▸ Task instructions:
Print every one of the records verbatim, omitting nothing.

━━━━━ Provided records

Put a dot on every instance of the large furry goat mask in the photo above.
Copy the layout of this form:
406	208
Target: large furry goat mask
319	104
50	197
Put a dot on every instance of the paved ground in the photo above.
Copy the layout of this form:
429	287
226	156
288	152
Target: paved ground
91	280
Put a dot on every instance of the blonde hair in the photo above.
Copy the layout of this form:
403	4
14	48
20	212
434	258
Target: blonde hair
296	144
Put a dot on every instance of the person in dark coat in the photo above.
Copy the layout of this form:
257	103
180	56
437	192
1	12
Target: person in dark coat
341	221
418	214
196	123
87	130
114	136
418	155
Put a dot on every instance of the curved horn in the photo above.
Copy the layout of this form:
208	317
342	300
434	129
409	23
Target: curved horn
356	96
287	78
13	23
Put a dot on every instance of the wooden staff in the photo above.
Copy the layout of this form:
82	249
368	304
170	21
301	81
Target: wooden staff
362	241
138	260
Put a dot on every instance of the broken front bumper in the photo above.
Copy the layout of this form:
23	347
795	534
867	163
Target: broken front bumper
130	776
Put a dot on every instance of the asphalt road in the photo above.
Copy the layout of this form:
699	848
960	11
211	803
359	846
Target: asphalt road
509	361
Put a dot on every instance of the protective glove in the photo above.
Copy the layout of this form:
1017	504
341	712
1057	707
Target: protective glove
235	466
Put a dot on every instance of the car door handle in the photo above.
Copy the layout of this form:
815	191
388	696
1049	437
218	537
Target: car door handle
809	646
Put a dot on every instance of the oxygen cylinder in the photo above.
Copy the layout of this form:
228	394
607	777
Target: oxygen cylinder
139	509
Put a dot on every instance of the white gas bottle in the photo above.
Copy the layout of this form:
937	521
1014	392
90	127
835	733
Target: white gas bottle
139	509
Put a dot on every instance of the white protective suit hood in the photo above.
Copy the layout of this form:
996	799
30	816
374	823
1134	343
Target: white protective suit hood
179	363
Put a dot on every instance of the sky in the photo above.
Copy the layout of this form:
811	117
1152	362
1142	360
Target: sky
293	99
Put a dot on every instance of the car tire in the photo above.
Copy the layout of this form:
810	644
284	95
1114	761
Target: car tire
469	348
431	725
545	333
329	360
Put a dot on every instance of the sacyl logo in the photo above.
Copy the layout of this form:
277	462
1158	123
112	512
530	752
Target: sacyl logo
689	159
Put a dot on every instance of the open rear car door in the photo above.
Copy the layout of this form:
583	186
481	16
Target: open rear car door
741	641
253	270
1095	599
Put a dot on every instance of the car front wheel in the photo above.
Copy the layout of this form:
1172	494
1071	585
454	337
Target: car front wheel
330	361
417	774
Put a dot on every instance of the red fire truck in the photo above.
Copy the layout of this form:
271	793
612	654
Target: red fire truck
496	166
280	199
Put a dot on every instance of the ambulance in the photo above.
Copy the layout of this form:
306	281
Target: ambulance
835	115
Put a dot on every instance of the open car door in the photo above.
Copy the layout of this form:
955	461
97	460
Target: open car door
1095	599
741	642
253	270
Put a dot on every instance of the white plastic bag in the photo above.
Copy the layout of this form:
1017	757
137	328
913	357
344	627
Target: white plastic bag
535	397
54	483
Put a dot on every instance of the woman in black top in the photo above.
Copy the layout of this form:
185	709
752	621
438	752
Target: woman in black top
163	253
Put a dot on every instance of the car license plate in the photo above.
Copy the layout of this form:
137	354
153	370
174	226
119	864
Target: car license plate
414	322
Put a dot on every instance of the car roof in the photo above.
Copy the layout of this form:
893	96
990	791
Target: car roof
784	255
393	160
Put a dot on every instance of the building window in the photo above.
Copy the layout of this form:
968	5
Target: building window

━━━━━━━━━━

▸ Output of the exercise:
Put a dot on every instance of the large furry goat mask in the photo above.
Copy the layout of this form:
406	208
Target: large furry goat mask
319	104
50	197
Put a dot on every instance of the paved ground in the photo above.
Copy the layout of this form:
429	287
226	156
288	152
Target: paved ground
91	280
Put a dot on every instance of the blonde hair in the photo above.
Copy the layout of this form:
403	4
14	48
20	212
434	258
Target: blonde hair
296	144
Put a dot on every instance of the person in dark coat in the photo above.
Copy the layout of this form:
257	103
180	56
437	192
1	12
Target: person in dark coat
341	221
418	214
196	123
87	130
114	136
418	155
Put a dot on every instance of the curved horn in the photo above.
Copy the layout of this form:
208	317
342	300
434	129
409	23
Target: curved horn
356	96
287	78
13	23
Put a dot on every instance of the wooden staff in the photo above.
Copy the layout of this form:
82	249
368	304
170	21
301	81
Target: wooden staff
362	241
138	260
Put a dot on every instance of the broken front bumper in the photo above.
Copy the layout of this form:
23	347
795	534
867	163
Target: broken front bumper
130	776
Put a dot on every instance of the asphalt road in the photo above.
Copy the layout of this form:
699	848
960	11
211	803
359	846
Target: asphalt road
509	361
Put a dot on every instance of the protective glove in the photo above.
Copy the layout of this form:
1017	504
341	712
1057	707
Target: protective glove
235	466
Put a dot on every instance of the car door handle in the photo above.
Copy the layout of this form:
815	191
388	696
1049	437
218	537
Target: car door handle
809	646
Put a dot on every instance of the oxygen cylinder in the photo above.
Copy the layout of this form:
228	394
607	777
Target: oxygen cylinder
139	509
Put a dot on every instance of the white gas bottle in the photo above.
Copy the layout of this form:
937	521
1014	392
90	127
835	733
Target: white gas bottle
139	509
Put a dot on every instance of the white protective suit hood in the photo above.
Copy the layout of this form:
996	799
30	816
374	823
1134	343
Target: white protective suit hood
179	363
Put a dot on every instance of the sky in the photo above.
Copy the layout of this form:
811	117
1152	362
1142	360
Target: sky
293	99
Put a dot on every instance of the car tire in the photo above.
Copy the layout of this form:
810	644
284	95
1114	761
Target: car tire
469	348
431	725
545	333
329	360
Put a dot on every instance of the sacyl logo in the photo above.
Copy the layout of this form:
277	462
1158	123
112	512
530	752
Target: sacyl logo
689	159
Put a dot on every instance of the open rear car door in the photo above.
Copy the layout of this form:
583	186
481	16
Target: open rear car door
741	641
253	270
1095	599
Put a dot on every instance of the car front wheel in the photo above.
Copy the layout of this form:
1172	494
1071	585
454	337
Target: car front wheel
330	361
417	774
Put a dot on every instance of the red fire truck in the photo above.
Copy the layout of this form:
271	793
612	654
Target: red fire truck
496	166
280	199
Put a dot on every instance of the ambulance in the photo above.
Copy the layout of this form:
306	281
Target: ambulance
835	115
Put a dot on every instance of the open car door in the photo above.
Copy the layout of this form:
955	461
97	460
Target: open car door
1095	599
741	642
253	270
Put a dot on every instance of the white plastic bag in the photo above.
Copy the layout of this form:
1017	757
137	328
913	357
344	627
Target: white plastic bag
535	397
54	483
Put a dot on every instance of the woman in black top in the photo above.
Copy the layout of this form:
185	709
752	621
438	752
Target: woman in black top
163	253
Put a dot on every instance of the car license plate in the photo above.
Copy the layout of this form:
137	354
153	370
174	226
119	864
Target: car license plate
414	322
Put a dot on every instance of the car roof in the photo above.
Copy the layout of this form:
893	96
990	791
Target: car roof
784	255
393	160
Put a dot on every instance of the building window in the photo above.
Copy the layout of this form:
968	5
Target: building window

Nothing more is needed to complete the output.